My background: long-time SAS and R user, trying to figure out how to do some elementary things in Azure Databricks using Python and Spark. Sorry for the lack of a reproducible example below; I'm not sure how to create one like this.
I'm trying to read data from a complicated XML file. I've reached this point, where I have a pyspark.sql.dataframe (call it xml1) with this arrangement:
RESPONSE:array
element:array
element:struct
VALUE:string
VARNAME:string
The xml1 dataframe looks like this:
[Row(RESPONSE=[[Row(VALUE='No', VARNAME='PROV_U'), Row(VALUE='Included', VARNAME='ADJSAMP'), Row(VALUE='65', VARNAME='AGE'), ...
When I use xml2=xml1.toPandas(), I get this:
RESPONSE
0 [[(No, PROV_U), (Included, ADJSAMP), (65, AGE)...
1 [[(Included, ADJSAMP), (71, AGE), ...
...

__Exercise A__. In the listing, echo every line from the one with "Query: distant mountain ridge" through the one with "Mark the region of every instance of the distant mountain", both included.
The forum post has no connection to the listing.

__Records for this exercise__.
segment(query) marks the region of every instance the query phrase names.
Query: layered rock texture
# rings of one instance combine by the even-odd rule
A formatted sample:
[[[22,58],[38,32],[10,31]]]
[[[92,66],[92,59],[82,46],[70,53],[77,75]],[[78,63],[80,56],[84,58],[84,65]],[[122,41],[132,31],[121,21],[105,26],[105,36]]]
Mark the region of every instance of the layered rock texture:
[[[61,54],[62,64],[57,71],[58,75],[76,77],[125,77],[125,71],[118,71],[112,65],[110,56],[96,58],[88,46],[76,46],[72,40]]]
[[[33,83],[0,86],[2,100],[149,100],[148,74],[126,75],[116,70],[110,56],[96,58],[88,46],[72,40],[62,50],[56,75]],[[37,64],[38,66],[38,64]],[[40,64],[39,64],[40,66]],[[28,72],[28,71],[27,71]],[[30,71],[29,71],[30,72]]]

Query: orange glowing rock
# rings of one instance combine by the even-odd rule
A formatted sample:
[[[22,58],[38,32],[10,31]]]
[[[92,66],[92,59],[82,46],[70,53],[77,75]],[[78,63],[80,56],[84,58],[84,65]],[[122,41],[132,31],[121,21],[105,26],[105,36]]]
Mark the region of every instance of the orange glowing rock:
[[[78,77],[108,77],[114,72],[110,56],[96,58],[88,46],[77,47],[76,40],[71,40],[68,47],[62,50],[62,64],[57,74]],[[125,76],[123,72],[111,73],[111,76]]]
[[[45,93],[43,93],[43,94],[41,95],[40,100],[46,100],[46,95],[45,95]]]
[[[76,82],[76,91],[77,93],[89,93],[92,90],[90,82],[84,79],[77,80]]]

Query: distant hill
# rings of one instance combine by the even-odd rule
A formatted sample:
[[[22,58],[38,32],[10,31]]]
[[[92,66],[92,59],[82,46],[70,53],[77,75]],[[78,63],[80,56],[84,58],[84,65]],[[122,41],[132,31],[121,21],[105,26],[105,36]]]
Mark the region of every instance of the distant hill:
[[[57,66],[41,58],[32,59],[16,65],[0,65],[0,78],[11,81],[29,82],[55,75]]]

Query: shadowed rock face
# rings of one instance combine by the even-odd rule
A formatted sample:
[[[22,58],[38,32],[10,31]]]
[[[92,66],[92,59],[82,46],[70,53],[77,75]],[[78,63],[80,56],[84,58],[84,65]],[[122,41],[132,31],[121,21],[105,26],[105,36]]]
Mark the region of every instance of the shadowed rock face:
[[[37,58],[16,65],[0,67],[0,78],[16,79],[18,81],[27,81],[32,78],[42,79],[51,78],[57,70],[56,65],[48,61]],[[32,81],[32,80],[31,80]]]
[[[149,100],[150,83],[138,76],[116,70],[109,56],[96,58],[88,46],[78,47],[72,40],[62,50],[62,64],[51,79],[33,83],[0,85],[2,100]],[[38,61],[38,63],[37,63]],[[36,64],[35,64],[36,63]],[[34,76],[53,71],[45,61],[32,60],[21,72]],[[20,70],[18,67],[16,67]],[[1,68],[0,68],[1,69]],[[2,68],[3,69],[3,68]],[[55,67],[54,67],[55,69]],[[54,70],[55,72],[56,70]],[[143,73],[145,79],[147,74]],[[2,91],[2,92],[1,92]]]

...

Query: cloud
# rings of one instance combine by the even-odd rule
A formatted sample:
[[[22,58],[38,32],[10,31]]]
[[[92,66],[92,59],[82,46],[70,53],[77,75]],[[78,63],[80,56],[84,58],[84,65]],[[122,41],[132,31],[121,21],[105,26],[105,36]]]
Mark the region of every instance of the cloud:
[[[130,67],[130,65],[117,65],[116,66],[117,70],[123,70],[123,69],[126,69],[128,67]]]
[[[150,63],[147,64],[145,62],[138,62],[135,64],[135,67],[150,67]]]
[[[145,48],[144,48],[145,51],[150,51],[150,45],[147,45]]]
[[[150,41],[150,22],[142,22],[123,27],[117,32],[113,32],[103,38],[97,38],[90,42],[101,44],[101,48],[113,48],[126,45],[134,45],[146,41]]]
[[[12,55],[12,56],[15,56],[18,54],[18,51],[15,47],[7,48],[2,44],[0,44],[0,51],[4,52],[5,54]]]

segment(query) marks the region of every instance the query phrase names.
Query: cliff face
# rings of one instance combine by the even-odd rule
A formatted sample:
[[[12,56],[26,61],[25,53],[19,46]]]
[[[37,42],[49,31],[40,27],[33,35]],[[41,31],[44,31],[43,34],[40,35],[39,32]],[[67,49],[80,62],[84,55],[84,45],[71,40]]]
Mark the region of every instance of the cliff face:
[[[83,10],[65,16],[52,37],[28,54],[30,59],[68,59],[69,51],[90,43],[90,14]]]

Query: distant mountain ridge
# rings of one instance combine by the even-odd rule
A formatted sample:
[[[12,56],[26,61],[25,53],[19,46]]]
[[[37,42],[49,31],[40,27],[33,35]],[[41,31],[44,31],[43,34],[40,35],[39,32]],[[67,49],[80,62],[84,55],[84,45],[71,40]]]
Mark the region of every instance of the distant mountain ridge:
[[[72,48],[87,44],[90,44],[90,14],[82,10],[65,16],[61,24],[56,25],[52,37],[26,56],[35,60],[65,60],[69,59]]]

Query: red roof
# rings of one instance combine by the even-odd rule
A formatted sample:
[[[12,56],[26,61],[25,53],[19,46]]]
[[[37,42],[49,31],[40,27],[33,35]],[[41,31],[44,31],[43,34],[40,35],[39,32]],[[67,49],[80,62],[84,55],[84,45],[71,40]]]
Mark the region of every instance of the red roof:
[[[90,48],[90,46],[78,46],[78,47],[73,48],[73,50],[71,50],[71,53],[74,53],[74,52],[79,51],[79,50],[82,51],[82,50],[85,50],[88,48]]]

__Exercise B__.
Answer these about the forum post:
(i) Which two tools has the poster used for a long time?
(ii) What name does the poster give the pyspark.sql.dataframe?
(iii) What call does the poster use to create xml2?

__Worked solution A__.
Query: distant mountain ridge
# rings of one instance combine by the even-odd rule
A formatted sample:
[[[12,56],[26,61],[25,53],[19,46]]]
[[[37,42],[49,31],[40,27],[33,35]],[[41,31],[44,31],[43,34],[40,35],[39,32]],[[67,49],[80,62],[84,55],[84,45],[71,40]]]
Mark the region of every instance of the distant mountain ridge:

__Worked solution B__.
(i) SAS and R
(ii) xml1
(iii) xml2=xml1.toPandas()